• _Directions for this task_
Using the data below, copy out all lines with the word "green".

─── Records to use ───

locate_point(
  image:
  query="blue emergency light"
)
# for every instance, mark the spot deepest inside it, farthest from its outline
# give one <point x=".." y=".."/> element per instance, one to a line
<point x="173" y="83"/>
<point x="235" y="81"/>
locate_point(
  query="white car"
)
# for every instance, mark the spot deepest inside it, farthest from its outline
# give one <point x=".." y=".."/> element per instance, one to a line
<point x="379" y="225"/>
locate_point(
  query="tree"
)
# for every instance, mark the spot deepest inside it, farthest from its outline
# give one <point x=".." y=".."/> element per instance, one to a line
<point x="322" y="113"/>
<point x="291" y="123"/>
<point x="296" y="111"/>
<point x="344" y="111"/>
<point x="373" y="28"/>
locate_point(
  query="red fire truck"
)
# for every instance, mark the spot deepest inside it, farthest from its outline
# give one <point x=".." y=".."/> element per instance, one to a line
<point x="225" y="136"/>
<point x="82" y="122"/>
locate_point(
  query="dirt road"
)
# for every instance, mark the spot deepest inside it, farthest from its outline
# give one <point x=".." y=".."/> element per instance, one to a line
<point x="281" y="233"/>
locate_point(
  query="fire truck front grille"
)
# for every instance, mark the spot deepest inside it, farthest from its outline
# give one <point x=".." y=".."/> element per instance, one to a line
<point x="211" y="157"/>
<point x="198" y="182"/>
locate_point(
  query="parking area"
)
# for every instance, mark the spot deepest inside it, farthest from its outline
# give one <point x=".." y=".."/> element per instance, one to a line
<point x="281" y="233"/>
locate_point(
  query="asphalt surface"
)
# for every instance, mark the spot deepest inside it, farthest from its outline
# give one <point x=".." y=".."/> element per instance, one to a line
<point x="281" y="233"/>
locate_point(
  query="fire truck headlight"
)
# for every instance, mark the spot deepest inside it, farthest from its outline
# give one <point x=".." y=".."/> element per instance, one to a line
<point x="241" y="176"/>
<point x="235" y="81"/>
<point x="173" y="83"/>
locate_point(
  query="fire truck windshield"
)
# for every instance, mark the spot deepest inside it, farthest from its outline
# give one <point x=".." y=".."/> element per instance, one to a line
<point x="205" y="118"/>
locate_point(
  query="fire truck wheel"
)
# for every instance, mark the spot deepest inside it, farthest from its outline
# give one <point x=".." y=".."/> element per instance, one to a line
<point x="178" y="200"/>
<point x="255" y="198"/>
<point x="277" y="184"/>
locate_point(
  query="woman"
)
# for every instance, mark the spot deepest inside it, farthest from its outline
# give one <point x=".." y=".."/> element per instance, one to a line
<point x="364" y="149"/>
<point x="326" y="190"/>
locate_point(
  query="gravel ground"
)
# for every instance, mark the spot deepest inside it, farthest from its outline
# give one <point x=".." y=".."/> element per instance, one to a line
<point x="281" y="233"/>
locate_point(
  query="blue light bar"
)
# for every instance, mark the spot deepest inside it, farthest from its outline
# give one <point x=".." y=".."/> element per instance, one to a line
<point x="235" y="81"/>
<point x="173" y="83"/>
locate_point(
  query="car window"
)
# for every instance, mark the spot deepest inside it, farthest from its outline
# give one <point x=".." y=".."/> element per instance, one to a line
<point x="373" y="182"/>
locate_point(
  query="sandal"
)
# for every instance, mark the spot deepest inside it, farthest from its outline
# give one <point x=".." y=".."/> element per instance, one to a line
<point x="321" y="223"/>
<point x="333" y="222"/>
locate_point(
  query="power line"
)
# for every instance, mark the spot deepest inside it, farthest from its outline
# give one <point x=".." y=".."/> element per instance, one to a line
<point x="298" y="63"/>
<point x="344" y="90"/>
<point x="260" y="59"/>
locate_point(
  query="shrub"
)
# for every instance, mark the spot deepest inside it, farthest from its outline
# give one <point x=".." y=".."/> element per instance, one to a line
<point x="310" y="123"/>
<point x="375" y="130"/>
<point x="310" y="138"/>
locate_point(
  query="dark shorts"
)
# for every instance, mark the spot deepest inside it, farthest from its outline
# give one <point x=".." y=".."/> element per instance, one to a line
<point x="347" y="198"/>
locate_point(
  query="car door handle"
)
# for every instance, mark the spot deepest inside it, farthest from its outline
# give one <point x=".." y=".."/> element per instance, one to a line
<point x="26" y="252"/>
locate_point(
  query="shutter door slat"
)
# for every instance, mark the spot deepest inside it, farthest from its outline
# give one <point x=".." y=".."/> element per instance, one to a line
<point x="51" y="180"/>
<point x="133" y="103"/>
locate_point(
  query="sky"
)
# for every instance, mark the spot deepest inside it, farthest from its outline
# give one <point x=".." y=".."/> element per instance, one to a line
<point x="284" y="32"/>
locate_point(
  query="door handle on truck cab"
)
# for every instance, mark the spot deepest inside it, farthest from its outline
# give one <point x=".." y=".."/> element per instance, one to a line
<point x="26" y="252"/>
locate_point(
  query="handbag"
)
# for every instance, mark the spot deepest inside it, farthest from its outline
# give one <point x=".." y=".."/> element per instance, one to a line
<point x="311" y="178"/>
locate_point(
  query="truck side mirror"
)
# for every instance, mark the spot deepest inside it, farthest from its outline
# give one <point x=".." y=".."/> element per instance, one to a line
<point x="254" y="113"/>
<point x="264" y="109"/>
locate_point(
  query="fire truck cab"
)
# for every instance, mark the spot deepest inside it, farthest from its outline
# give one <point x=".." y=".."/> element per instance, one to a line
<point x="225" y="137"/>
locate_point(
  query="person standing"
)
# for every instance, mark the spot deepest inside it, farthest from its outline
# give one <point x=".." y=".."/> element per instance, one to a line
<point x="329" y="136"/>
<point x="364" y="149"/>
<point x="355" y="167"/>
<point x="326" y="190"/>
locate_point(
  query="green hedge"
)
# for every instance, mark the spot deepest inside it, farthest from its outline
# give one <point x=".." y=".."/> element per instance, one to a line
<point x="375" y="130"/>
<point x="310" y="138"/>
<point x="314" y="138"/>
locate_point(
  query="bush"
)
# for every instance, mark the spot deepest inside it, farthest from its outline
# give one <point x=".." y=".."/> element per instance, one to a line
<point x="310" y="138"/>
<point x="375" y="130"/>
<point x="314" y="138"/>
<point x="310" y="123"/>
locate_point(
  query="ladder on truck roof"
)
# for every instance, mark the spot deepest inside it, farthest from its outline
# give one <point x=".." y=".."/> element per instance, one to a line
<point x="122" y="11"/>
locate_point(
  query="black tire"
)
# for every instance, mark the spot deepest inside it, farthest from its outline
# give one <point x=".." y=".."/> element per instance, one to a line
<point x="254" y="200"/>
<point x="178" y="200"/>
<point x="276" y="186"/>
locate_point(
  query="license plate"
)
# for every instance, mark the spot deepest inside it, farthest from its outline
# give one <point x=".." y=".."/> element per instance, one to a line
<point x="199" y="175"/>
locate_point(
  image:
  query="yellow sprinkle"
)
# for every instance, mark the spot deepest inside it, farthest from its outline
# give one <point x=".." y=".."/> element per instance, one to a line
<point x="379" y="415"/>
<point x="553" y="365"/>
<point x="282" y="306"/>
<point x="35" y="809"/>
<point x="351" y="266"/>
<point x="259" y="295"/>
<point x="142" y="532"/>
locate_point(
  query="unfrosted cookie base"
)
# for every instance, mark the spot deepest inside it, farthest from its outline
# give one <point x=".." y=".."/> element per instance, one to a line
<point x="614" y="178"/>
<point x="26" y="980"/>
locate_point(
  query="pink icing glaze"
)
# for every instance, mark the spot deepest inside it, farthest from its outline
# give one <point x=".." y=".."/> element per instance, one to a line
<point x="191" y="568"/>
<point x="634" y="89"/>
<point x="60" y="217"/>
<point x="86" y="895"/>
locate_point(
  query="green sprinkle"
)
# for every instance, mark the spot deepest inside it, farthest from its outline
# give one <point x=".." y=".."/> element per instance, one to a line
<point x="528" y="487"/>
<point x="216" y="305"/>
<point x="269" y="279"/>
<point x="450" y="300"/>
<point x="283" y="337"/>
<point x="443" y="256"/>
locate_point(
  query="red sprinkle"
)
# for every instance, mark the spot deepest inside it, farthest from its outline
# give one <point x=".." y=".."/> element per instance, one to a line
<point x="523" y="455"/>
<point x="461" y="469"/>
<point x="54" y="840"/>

───

• _Task solution_
  query="green hedge"
  query="green sprinkle"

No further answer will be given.